* _Entries shown_:
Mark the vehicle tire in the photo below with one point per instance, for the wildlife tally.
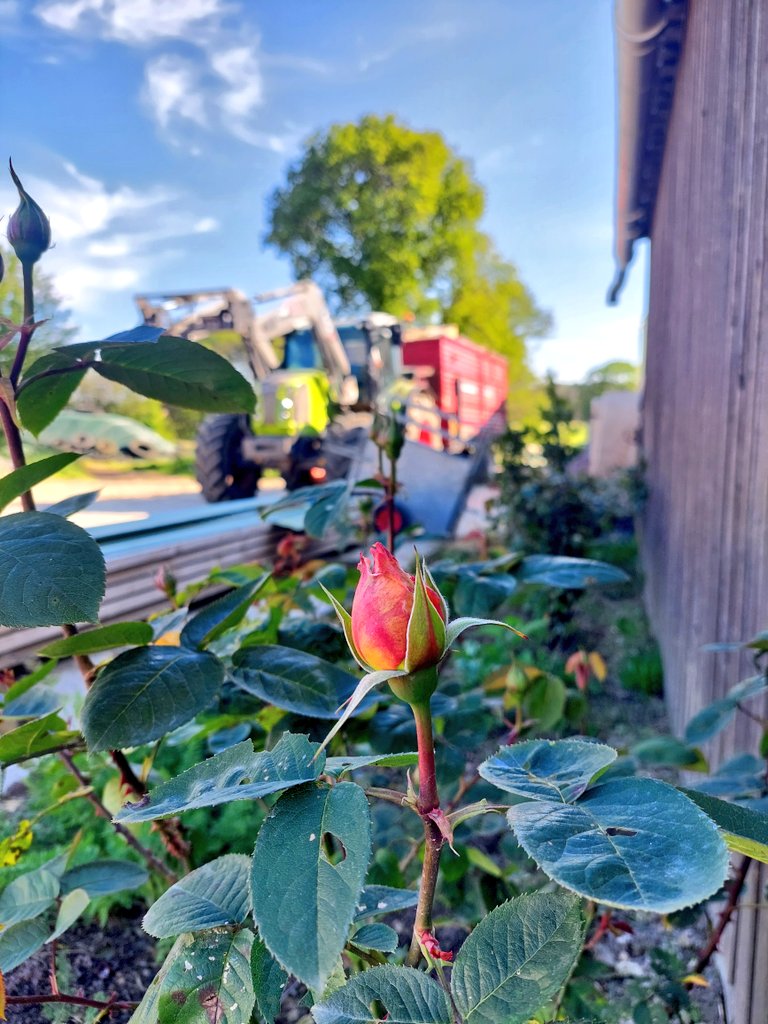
(220, 469)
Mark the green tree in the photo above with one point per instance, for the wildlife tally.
(55, 331)
(613, 376)
(387, 217)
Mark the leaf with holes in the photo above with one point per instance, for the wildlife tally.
(517, 958)
(101, 878)
(205, 978)
(268, 981)
(221, 614)
(208, 897)
(237, 773)
(339, 766)
(632, 843)
(103, 638)
(544, 769)
(51, 571)
(145, 692)
(407, 996)
(308, 868)
(178, 372)
(27, 476)
(293, 680)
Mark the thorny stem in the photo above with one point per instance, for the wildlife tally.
(128, 836)
(77, 1000)
(734, 891)
(428, 801)
(392, 493)
(170, 830)
(28, 328)
(76, 368)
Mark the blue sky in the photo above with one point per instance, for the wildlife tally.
(154, 131)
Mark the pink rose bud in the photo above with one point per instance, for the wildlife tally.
(397, 620)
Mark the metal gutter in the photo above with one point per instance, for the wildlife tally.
(649, 40)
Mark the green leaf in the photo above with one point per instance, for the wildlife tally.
(268, 981)
(28, 896)
(378, 936)
(27, 476)
(458, 627)
(101, 878)
(668, 752)
(304, 903)
(220, 615)
(716, 716)
(633, 843)
(744, 830)
(293, 680)
(544, 769)
(408, 996)
(206, 979)
(212, 895)
(180, 373)
(69, 506)
(103, 638)
(39, 402)
(566, 572)
(35, 738)
(51, 571)
(145, 692)
(364, 687)
(143, 333)
(339, 766)
(376, 900)
(237, 773)
(19, 941)
(517, 958)
(70, 910)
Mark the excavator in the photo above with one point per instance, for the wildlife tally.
(317, 383)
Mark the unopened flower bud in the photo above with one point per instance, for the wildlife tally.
(29, 230)
(397, 621)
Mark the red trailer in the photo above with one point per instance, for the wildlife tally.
(470, 383)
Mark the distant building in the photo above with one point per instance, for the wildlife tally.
(692, 176)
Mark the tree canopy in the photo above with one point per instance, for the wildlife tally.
(386, 217)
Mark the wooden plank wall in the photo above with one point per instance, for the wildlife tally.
(706, 406)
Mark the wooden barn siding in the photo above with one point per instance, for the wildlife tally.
(706, 403)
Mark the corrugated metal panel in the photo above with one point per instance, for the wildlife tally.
(706, 415)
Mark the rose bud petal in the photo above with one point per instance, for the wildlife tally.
(29, 230)
(382, 611)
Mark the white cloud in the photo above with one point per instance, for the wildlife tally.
(220, 88)
(134, 22)
(173, 90)
(239, 68)
(123, 236)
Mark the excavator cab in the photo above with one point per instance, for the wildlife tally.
(312, 378)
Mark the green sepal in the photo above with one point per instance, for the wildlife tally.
(426, 630)
(346, 624)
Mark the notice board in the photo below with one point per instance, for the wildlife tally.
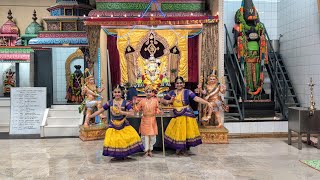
(27, 108)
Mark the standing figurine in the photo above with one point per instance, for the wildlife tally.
(212, 92)
(148, 125)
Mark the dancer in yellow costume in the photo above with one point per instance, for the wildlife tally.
(182, 131)
(121, 139)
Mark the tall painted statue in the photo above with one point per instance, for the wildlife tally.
(251, 46)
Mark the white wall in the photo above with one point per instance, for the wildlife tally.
(300, 45)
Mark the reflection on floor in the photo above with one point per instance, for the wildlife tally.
(70, 158)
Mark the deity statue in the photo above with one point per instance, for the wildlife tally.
(9, 82)
(212, 94)
(91, 101)
(251, 46)
(165, 80)
(75, 84)
(152, 48)
(139, 82)
(152, 74)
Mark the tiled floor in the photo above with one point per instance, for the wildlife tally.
(70, 158)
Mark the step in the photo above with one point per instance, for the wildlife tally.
(63, 113)
(56, 130)
(232, 105)
(231, 114)
(292, 104)
(65, 107)
(229, 97)
(64, 121)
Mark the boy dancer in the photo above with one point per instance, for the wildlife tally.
(148, 125)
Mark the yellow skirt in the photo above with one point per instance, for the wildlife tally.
(121, 142)
(182, 132)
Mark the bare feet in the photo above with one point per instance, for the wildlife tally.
(150, 154)
(102, 116)
(86, 123)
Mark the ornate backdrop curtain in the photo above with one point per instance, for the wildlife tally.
(114, 60)
(209, 49)
(193, 59)
(93, 34)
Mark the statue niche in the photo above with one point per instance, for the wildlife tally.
(74, 90)
(151, 49)
(75, 80)
(8, 82)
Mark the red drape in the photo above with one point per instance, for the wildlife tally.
(114, 60)
(193, 59)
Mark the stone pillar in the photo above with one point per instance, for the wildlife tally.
(104, 65)
(221, 43)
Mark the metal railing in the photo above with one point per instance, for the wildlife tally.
(236, 73)
(280, 83)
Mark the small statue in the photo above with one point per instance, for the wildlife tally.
(3, 42)
(212, 92)
(9, 82)
(75, 84)
(19, 42)
(90, 91)
(165, 81)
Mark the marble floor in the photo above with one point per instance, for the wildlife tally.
(70, 158)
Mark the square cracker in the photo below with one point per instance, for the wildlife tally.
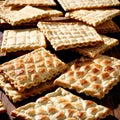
(29, 2)
(24, 15)
(94, 17)
(22, 39)
(16, 96)
(32, 69)
(94, 77)
(66, 35)
(107, 27)
(96, 50)
(2, 107)
(69, 5)
(61, 105)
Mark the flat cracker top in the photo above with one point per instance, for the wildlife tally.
(29, 2)
(94, 17)
(32, 69)
(24, 15)
(94, 77)
(22, 39)
(2, 107)
(61, 105)
(108, 27)
(69, 5)
(99, 49)
(65, 35)
(16, 96)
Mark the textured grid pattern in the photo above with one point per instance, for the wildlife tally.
(2, 107)
(24, 15)
(65, 35)
(94, 17)
(16, 96)
(29, 2)
(22, 39)
(78, 4)
(61, 105)
(32, 69)
(96, 50)
(94, 77)
(107, 27)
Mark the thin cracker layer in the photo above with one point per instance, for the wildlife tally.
(63, 105)
(94, 77)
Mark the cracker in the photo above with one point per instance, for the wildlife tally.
(94, 77)
(16, 96)
(22, 39)
(69, 5)
(94, 17)
(108, 27)
(24, 15)
(99, 49)
(29, 2)
(66, 35)
(61, 105)
(2, 107)
(32, 69)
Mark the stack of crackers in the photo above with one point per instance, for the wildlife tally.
(80, 27)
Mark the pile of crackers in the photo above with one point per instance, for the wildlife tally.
(38, 26)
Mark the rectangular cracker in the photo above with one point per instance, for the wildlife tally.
(17, 96)
(61, 105)
(66, 35)
(94, 17)
(93, 77)
(24, 15)
(69, 5)
(2, 107)
(22, 39)
(99, 49)
(29, 2)
(108, 27)
(32, 69)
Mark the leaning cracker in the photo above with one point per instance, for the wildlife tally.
(61, 105)
(94, 17)
(94, 77)
(16, 96)
(69, 5)
(65, 35)
(2, 107)
(96, 50)
(32, 69)
(22, 39)
(108, 27)
(24, 15)
(29, 2)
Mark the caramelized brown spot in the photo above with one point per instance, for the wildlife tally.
(31, 70)
(43, 100)
(80, 114)
(89, 103)
(96, 86)
(79, 73)
(83, 81)
(67, 105)
(93, 78)
(95, 70)
(105, 75)
(70, 72)
(51, 109)
(59, 115)
(18, 72)
(106, 61)
(29, 59)
(108, 68)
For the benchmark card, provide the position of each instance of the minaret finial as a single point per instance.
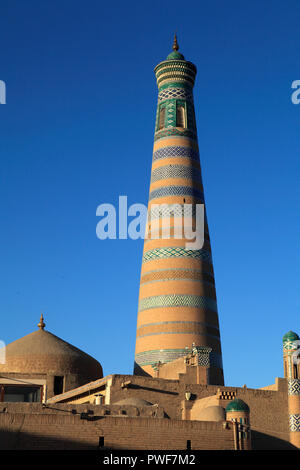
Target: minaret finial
(175, 43)
(41, 324)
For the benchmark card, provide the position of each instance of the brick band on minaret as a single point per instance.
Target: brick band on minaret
(177, 300)
(291, 361)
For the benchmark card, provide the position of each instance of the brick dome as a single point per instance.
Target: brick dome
(41, 352)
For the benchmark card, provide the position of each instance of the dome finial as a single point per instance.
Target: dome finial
(41, 324)
(175, 43)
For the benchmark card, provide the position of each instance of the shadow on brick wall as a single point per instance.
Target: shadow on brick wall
(261, 441)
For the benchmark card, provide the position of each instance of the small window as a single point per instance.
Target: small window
(58, 385)
(180, 116)
(19, 393)
(162, 115)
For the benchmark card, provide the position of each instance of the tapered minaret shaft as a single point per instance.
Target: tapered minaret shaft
(177, 301)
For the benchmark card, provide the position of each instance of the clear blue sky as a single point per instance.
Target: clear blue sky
(77, 131)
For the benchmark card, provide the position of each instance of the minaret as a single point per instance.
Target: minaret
(177, 301)
(291, 363)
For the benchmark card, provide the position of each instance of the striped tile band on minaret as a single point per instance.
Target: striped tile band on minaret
(177, 300)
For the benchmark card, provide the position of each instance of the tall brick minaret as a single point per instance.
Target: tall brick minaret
(177, 302)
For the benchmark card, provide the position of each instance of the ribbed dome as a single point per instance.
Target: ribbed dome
(210, 413)
(44, 353)
(237, 405)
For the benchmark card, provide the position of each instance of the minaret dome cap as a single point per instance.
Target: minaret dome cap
(290, 336)
(175, 55)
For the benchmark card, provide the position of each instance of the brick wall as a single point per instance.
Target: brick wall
(29, 426)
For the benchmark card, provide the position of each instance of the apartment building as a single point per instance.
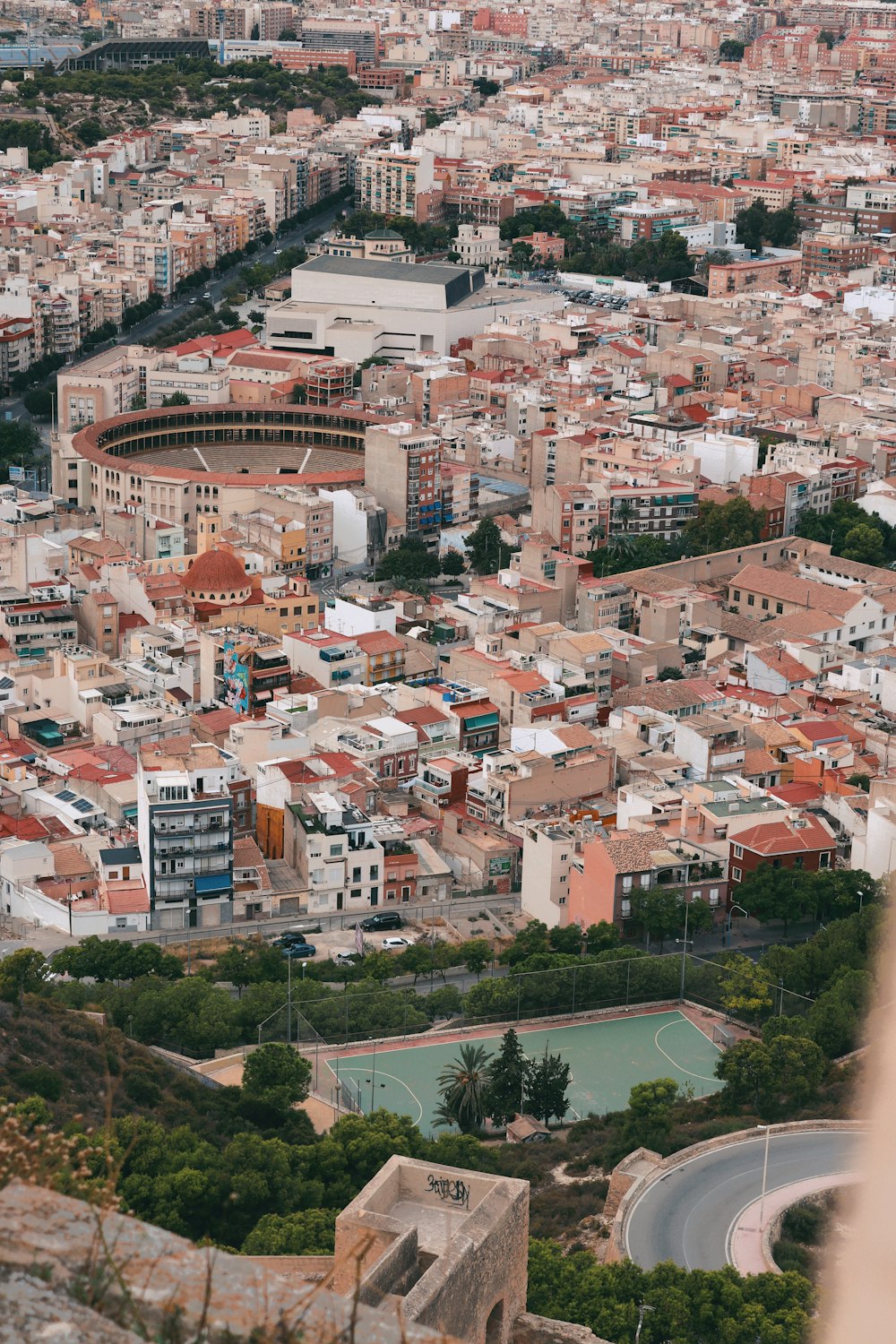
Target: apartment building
(402, 470)
(185, 832)
(32, 628)
(335, 852)
(392, 180)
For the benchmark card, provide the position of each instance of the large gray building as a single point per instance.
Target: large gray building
(355, 309)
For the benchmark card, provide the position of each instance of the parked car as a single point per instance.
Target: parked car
(293, 940)
(384, 919)
(300, 949)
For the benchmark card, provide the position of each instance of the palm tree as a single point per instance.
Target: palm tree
(462, 1085)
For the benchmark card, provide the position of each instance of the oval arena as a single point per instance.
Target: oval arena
(185, 460)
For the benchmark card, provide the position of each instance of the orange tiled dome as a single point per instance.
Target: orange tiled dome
(218, 577)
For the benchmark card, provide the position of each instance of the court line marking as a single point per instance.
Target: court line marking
(400, 1081)
(573, 1026)
(675, 1062)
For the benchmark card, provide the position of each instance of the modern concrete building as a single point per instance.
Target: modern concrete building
(357, 309)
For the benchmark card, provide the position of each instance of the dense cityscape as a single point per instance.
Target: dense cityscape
(447, 671)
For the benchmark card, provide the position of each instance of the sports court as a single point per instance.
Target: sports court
(606, 1059)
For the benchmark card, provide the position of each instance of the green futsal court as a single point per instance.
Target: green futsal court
(606, 1058)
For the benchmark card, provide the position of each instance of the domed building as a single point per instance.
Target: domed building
(218, 578)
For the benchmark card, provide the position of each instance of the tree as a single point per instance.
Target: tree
(769, 1075)
(462, 1089)
(521, 255)
(21, 444)
(864, 545)
(446, 1002)
(659, 911)
(774, 894)
(22, 973)
(90, 131)
(745, 989)
(528, 941)
(484, 547)
(312, 1231)
(411, 561)
(506, 1080)
(721, 527)
(452, 564)
(546, 1088)
(277, 1074)
(417, 960)
(476, 953)
(600, 937)
(650, 1107)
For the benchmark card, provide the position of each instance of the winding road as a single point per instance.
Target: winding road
(688, 1214)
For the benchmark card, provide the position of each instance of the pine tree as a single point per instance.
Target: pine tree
(506, 1080)
(546, 1089)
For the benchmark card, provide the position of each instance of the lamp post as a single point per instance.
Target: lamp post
(764, 1174)
(684, 954)
(641, 1311)
(735, 906)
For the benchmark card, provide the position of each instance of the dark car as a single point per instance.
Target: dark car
(300, 949)
(386, 919)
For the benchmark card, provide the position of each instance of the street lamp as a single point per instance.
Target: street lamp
(764, 1174)
(641, 1311)
(735, 906)
(684, 954)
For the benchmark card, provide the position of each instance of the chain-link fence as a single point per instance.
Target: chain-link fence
(359, 1015)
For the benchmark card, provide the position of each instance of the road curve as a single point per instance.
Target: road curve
(688, 1214)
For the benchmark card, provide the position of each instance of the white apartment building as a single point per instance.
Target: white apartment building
(185, 833)
(335, 852)
(390, 180)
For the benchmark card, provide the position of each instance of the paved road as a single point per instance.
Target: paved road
(458, 905)
(686, 1215)
(217, 287)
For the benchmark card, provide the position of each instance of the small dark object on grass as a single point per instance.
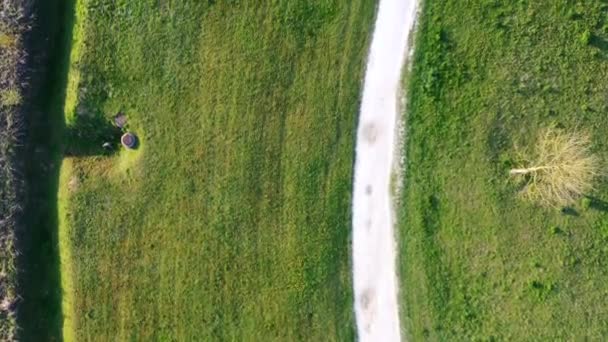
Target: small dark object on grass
(120, 120)
(129, 140)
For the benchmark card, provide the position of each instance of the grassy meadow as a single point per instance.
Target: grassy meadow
(231, 221)
(477, 262)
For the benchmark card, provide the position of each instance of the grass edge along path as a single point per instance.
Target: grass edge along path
(320, 250)
(477, 262)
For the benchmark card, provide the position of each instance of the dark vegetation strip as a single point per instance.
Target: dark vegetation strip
(13, 25)
(48, 45)
(478, 263)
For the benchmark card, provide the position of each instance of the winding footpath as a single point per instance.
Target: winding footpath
(374, 246)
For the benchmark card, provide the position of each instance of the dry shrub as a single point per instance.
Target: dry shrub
(561, 170)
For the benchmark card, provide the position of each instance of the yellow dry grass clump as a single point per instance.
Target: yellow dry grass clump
(562, 169)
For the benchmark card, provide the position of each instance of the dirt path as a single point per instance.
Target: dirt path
(374, 256)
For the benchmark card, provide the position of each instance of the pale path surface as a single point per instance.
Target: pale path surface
(374, 255)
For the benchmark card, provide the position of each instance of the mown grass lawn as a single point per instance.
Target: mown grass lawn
(477, 262)
(232, 219)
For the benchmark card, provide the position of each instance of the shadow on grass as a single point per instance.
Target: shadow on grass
(88, 134)
(40, 316)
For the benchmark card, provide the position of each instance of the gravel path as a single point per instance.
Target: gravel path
(374, 247)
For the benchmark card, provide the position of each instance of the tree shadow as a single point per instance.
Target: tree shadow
(91, 135)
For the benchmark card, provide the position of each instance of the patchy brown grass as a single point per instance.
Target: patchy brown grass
(12, 63)
(561, 170)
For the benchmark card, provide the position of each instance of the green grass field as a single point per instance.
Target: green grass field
(477, 262)
(232, 219)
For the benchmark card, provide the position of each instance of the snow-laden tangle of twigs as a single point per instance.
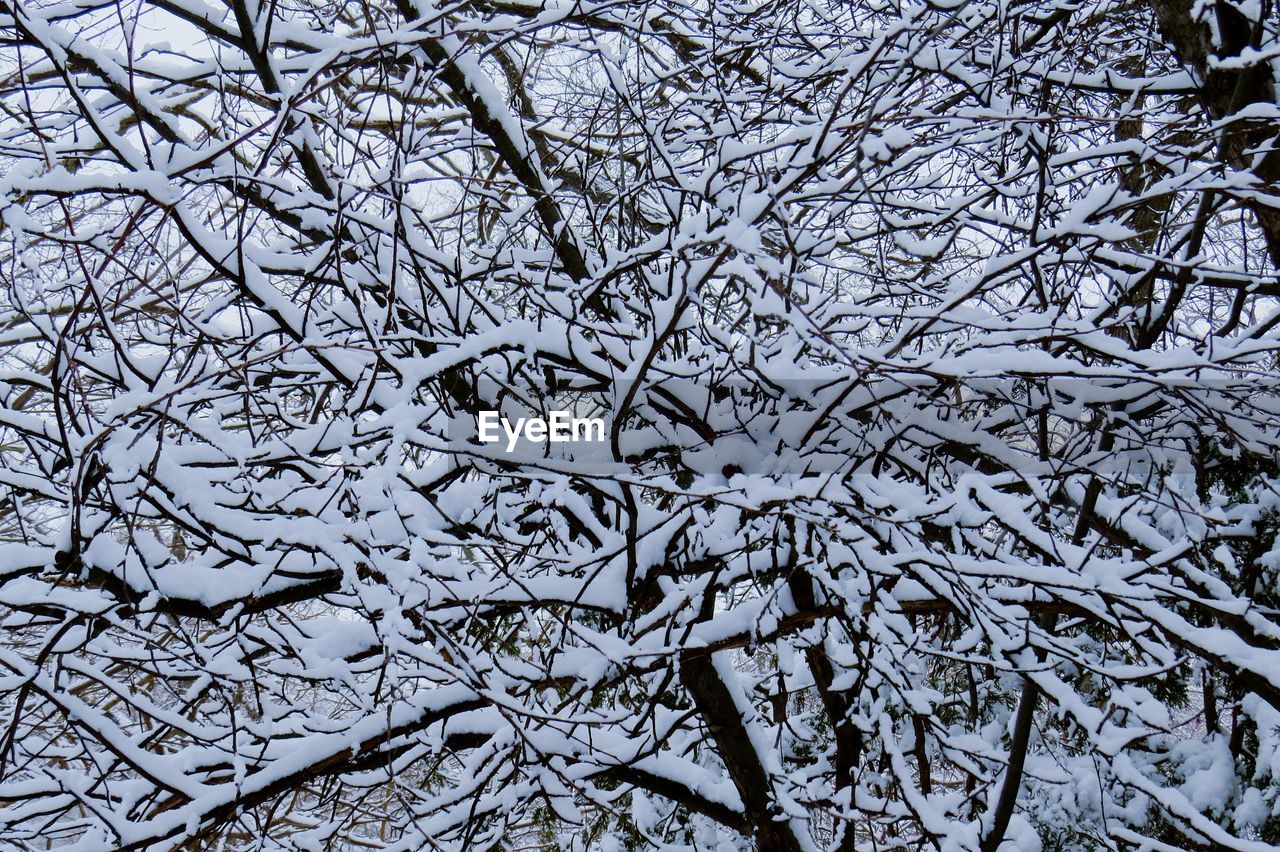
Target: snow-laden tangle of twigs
(936, 344)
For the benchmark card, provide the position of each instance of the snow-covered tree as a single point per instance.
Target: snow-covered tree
(936, 347)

* _Exercise prompt_:
Change "benchmark card" to "scoring sheet" in the items from the line with "tiled dome as a single point per instance." to the line with "(675, 1062)", and give those lines again with nothing else altered.

* _Exercise output_:
For the scoring sheet, provide the position of each instance of the orange tiled dome as a single point per instance.
Target: orange tiled dome
(218, 577)
For the scoring sheet, provide the position of each instance of the court line marking as a single point per instance.
Target: court line marking
(400, 1081)
(573, 1026)
(675, 1062)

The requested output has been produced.